• Texte fourni:
+ + +
Lorsqu'arrivèrent les rescapés des camps de concentration,
les conditions d'accueil ne s'étaient guère améliorées, et les
carences du retour apparurent encore plus scandaleuses.
Faute de moyens matériels, leur
retour avait été particulièrement lent - lenteur mal supportée
venant après tant de souffrances et de privations - parce que presque
totalement dépendant des Alliés.
La
révélation de l'hoorreur des camps
Affiche française de 1945
À
la lenteur du retour, étaient venus s'ajouter le mauvais
fonctionnement des centres d'accueil et l'échec
de la réinsertion ( 10 ) .
Le retour des prisonniers et des déportés devenait
dans le même temps un
enjeu politique.
+ + +
Reprenez le texte sur le retour des rescapés des camps et poursuivez-le à partir de sa dernière phrase. Le matériel présenté ensuite est indépendant du texte.
+ + +
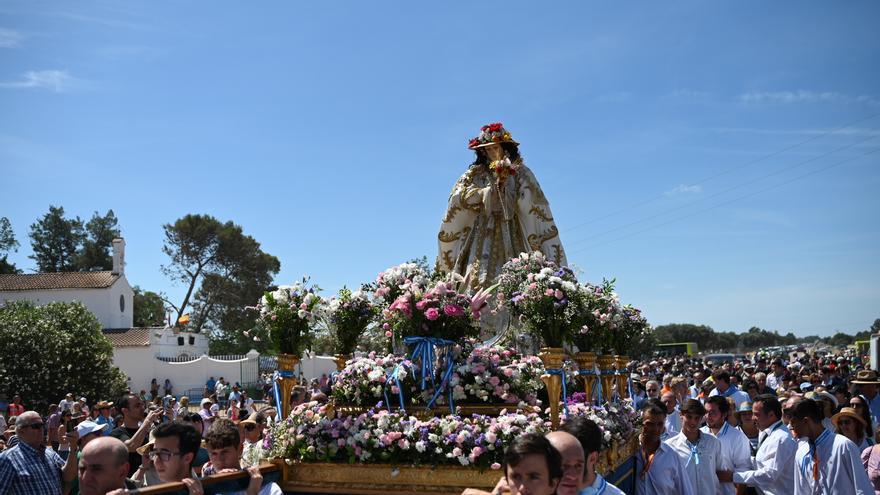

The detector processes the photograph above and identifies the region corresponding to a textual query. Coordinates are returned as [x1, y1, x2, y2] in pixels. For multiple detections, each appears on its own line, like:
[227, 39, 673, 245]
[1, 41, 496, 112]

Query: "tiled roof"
[104, 327, 152, 347]
[0, 271, 119, 292]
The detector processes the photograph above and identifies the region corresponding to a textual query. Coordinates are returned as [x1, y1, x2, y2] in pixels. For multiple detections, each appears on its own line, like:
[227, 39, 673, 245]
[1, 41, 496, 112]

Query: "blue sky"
[0, 1, 880, 335]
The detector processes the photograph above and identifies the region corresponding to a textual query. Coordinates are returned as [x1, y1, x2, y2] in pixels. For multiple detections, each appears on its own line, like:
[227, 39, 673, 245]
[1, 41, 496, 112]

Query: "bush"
[0, 302, 127, 413]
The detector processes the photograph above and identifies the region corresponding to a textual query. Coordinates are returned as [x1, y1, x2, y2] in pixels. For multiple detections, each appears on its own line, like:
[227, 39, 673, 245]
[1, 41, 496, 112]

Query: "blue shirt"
[0, 442, 64, 495]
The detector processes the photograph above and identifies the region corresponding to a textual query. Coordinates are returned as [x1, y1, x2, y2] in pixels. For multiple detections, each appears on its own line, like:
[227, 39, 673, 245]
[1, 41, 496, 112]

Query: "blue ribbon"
[383, 337, 455, 412]
[272, 370, 293, 415]
[544, 368, 568, 416]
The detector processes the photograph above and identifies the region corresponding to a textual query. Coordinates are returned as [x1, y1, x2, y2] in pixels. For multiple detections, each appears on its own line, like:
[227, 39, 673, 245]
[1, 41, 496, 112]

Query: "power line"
[572, 136, 880, 248]
[563, 112, 880, 232]
[571, 148, 880, 254]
+ + +
• Réponse attendue:
Parmi les mouvements et partis se réclamant de la
résistance, était venu s'intégrer le Mouvement
national des prisonniers de guerre et des déportés ( MNPGD ),
dont le délégué régional, René MAUPAIN,
avait été coopté au sein du Comité départemental de Libération, élargi en
septembre 1944.
Au
début de 1945, ce dernier, au cours d'une réunion d'information
à Reims, avait annoncé qu'il s'était organisé sur le plan départemental en
trois sections : les prisonniers de guerre, les
déportés du travail, les déportés politiques et raciaux ( 11 ) .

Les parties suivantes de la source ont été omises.